■ **TASK INSTRUCTIONS**
Reproduce all the entries exactly and keep the pictures out.

■ **MATERIAL PROVIDED**
----

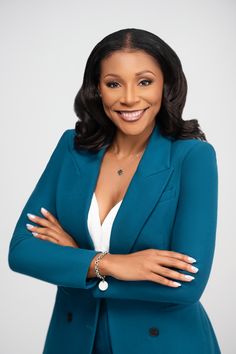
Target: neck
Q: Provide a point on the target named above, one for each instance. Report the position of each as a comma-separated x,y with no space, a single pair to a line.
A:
125,145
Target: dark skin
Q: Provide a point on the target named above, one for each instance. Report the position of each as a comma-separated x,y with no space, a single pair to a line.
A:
126,93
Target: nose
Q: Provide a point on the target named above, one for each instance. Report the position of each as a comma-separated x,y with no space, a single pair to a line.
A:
129,96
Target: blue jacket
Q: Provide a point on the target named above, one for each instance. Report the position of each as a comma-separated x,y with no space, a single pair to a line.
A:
170,204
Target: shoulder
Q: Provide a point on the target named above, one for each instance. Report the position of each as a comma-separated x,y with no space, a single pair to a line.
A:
185,149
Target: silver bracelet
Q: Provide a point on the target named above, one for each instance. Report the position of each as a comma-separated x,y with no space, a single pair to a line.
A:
103,284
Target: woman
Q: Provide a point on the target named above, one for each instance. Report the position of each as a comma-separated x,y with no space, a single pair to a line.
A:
125,206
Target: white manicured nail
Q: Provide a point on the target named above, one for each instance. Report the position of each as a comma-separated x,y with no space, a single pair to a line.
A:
44,210
175,283
29,226
189,277
195,269
31,215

----

■ **TASK ANSWER**
Target: neck
Q: Provide a point on the target named above, one for each instance. Report the position of each as a comma-separated x,y with no space, a single pair to a line.
A:
125,145
Target: dark skin
Q: Provide a point on the target named above, one for each instance. Report the position of each as a comma-separated x,y with no space, a single pair to a line.
A:
126,93
Target: nose
Q: Provide a point on the target named above, one for each instance. Report the position of each as a comma-separated x,y with no space, a single pair to a line.
A:
129,96
Target: blue jacket
Q: Provide a point on the target named above, one for each instance. Report the position of each as a comma-separated x,y with no space, a single pair to a line.
A:
170,204
Target: shoulder
Q: Provide a point on the target named above, one for each instance. Report the position of each as a comma-separated x,y with no space, a single pair to a line.
A:
185,149
Target: silver bracelet
Q: Provide a point on the target named above, one for each instance. Report the position of each as a comma-separated x,y with no space, a single pair to a line.
A:
103,284
Target: woman
Q: Provide a point on the target named above, one for each instance. Report the position of each as a comma-separated x,y with no space, a single pair to a line.
A:
125,206
Target: white manicured nail
Q: Provide a point on the target named above, one for each instance. Report the position of each as a comma-separated x,y with no space, a single pair to a line.
A:
44,210
175,283
29,226
189,277
195,269
31,215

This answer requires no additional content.